Passage shown
# # # # #

Demand Process: Taking a Strategic Approach to Demand Generation

Most B-to-B companies focus on too many marketing tactics without taking a strategic approach to demand generation, resulting in weak performance and ROI of marketing initiatives. This is one of the key points brought up at the Industrial Marketing Digital Summit by Adam B. Needles, chief strategy officer at ANNUITAS, a B-to-B demand generation firm.

Needles quoted a Forrester Research study that reported B-to-B marketers are juggling too many tactical balls, with 75 percent of them using 15 of the 26 marketing techniques surveyed. The findings held true across the SMB segment as well as larger enterprises.

The number one pain point for these organizations is the lack of quality leads for sales. This is a problem even in organizations using marketing automation technology, because the technology itself does not solve process issues. Another problem is that content does not support the buying process, because most companies lead with what they want to sell, and not with what customers want to buy. Needles referenced another survey that found 86 percent of the unique benefits touted by vendors were not perceived as unique or having enough impact to create preference.

Need for a strategic demand generation process

To overcome these challenges, Needles offers a four-step demand generation process that is strategic and perpetual with the goal of engaging, nurturing and converting buyers, driving repeatable revenue, and maximizing customer lifetime value. The four steps are:

  1. Put the buyer at center
  2. Address gaps in the middle of the funnel
  3. Build and operationalize a demand generation process
  4. Constantly optimize

1. Put the buyer at the center. Customers are living in a different world now. Due to their online research and participation in social networks and online forums, they are more informed and have more choices than ever before in terms of products and services available to them. In short, they are in control. Marketers must adapt because the power has shifted to buyers. The sales-driven culture is gone; the buyer-driven culture is here.

Companies must now build messaging, programs and systems around the goals of educating and qualifying their prospects. They must have the right content at each stage of the buy cycle and must understand at what point a potential customer wants to interact with a sales person. That’s when a lead is sales ready—when they’re ready to talk to sales person.

2. Address gaps in the middle of the funnel. Companies may be good at building awareness and generating initial contact, but too often the prospect disappears because there are no nurturing programs to support them through their buying process.

Lead management is not a strongpoint for most B-to-B organizations and less than one-fourth has a defined lead-to-revenue process, according to Forrester. Only 5 percent claim that every prospect interaction is orchestrated.

# # # # #

Problems and tasks
1. In the demand generation article, rewrite the portion starting with "1. Put the buyer at the" and going on through "to sales person.", replacing "sales-driven culture" with "seller-driven culture".
2. According to the Forrester Research study cited in the demand generation article, what percentage of B-to-B marketers were using 15 of the 26 marketing techniques surveyed?
3. Go on with the demand generation article from its last sentence.

Records shown

# # # # #

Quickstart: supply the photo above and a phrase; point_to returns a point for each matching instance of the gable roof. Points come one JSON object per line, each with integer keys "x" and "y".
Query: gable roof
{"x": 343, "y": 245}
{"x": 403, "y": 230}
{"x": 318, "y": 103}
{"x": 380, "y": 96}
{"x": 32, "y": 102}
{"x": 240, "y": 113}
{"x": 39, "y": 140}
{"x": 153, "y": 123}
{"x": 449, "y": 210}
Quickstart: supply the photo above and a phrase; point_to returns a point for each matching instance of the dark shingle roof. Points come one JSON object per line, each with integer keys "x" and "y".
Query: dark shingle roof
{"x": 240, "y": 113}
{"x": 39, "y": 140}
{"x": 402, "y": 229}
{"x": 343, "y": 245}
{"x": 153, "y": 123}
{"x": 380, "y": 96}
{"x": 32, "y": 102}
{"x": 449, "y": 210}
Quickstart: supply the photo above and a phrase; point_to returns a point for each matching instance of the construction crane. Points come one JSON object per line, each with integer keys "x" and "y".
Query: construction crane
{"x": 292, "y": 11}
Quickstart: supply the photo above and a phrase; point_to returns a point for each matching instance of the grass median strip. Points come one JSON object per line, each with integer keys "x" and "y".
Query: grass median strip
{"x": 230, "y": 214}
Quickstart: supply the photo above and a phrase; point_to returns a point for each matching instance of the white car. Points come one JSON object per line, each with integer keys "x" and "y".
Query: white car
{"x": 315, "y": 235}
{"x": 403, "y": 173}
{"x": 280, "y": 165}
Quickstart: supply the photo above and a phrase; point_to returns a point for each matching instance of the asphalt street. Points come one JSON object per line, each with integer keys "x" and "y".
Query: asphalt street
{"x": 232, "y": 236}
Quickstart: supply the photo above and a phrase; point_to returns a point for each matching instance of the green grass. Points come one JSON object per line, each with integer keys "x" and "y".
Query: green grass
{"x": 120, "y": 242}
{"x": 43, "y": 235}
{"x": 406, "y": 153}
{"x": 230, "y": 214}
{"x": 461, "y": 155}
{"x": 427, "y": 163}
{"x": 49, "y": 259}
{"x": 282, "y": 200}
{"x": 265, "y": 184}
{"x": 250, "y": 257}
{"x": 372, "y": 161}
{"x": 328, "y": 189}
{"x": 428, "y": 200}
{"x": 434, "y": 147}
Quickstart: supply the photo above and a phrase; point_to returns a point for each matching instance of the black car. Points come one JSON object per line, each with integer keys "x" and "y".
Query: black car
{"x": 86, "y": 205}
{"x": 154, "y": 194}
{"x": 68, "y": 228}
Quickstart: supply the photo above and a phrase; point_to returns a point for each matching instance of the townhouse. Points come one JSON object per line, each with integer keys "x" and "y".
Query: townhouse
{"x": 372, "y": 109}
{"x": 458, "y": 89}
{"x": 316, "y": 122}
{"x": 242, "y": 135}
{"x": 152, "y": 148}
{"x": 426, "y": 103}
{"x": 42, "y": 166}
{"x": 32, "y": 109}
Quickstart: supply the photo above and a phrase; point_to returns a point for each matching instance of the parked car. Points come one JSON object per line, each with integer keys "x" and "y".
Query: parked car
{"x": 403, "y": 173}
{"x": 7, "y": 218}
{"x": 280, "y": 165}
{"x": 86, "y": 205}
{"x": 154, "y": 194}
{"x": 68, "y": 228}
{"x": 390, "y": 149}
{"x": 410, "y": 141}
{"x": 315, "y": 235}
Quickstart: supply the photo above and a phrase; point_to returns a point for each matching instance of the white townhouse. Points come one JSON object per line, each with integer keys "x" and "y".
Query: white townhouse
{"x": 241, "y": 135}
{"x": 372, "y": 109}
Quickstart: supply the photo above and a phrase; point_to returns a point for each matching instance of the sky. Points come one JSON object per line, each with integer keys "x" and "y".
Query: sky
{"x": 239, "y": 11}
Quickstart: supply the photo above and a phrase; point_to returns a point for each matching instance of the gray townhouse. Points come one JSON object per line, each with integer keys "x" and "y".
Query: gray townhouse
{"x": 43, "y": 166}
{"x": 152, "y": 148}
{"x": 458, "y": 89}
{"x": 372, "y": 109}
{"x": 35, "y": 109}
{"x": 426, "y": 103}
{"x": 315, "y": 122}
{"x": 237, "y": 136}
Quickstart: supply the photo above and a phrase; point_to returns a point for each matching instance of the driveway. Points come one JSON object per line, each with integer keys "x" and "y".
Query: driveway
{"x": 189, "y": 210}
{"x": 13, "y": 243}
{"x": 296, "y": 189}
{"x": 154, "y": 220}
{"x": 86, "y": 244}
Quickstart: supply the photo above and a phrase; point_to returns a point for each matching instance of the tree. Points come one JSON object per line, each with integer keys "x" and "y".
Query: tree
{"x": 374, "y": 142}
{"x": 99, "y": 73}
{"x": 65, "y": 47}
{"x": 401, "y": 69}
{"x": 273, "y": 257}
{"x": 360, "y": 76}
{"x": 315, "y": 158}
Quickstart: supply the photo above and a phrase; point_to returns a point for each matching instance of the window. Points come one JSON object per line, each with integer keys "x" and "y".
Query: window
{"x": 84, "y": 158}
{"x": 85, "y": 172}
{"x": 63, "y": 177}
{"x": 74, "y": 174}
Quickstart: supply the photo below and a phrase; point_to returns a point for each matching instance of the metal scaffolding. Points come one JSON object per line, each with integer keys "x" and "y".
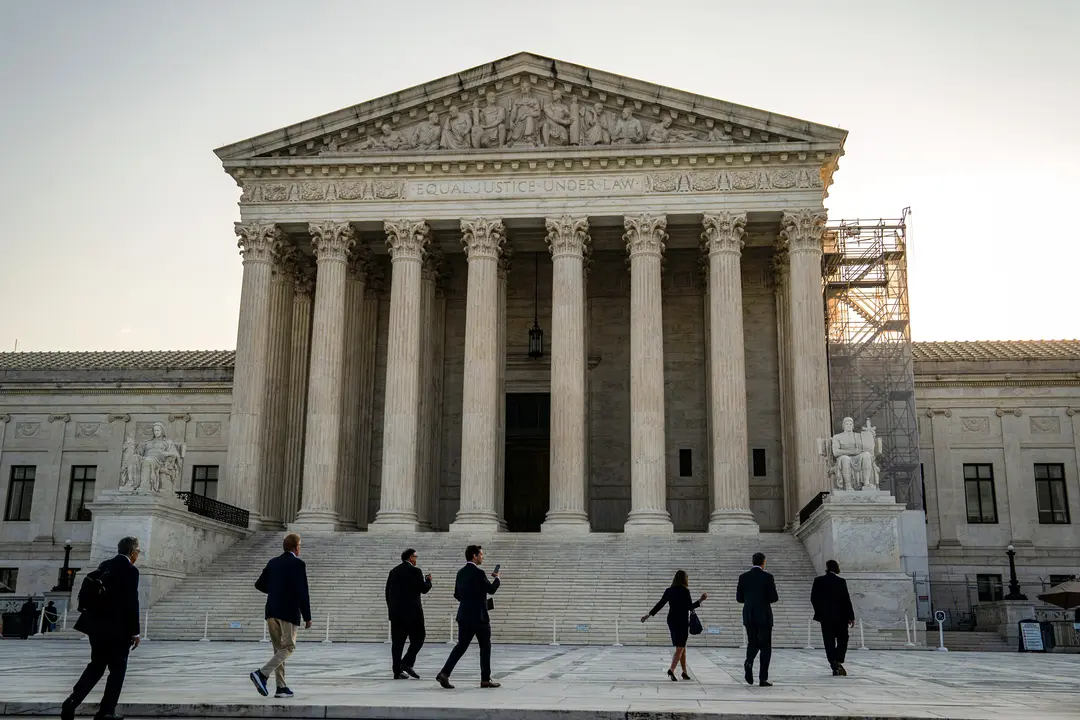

# # # # #

Outputs in order
1.
1. Put the buyer at the center. Customers are living in a different world now. Due to their online research and participation in social networks and online forums, they are more informed and have more choices than ever before in terms of products and services available to them. In short, they are in control. Marketers must adapt because the power has shifted to buyers. The seller-driven culture is gone; the buyer-driven culture is here.

Companies must now build messaging, programs and systems around the goals of educating and qualifying their prospects. They must have the right content at each stage of the buy cycle and must understand at what point a potential customer wants to interact with a sales person. That’s when a lead is sales ready—when they’re ready to talk to sales person.

2. 75 percent.

3.
Needles also quotes a study performed by the marketing automation firm Eloqua in which the lack of lead nurturing had a negative impact on the number of leads. It is in this stage that prospects need to be understood, scored and segmented, offered relevant content, and generally cared for (or nurtured) until they are ready for sales. It is also where you continue to ask more questions of prospects that will help you further define their needs and qualify them. Also, successful companies continue to nurture prospects who many never become sales-ready because it keeps their name top of mind for referral situations or if the prospect changes jobs.

3. Build and operationalize a demand generation process. While technology such as marketing automation can help support your demand generation process from end to end, technology in itself does not build the process. The demand generation process requires a business and cultural shift in which the sequence of engagement, nurturing and conversion of buyer demand into revenue is treated as a series of steps that can be both managed and optimized.

The demand process must be structured to support each of the three phases of engagement, nurturing and conversion. You must define rules for content marketing, prospect scoring and segmentation, lead management, team member roles, and use of technology. Most importantly, the process must be used consistently and perpetually by your organization.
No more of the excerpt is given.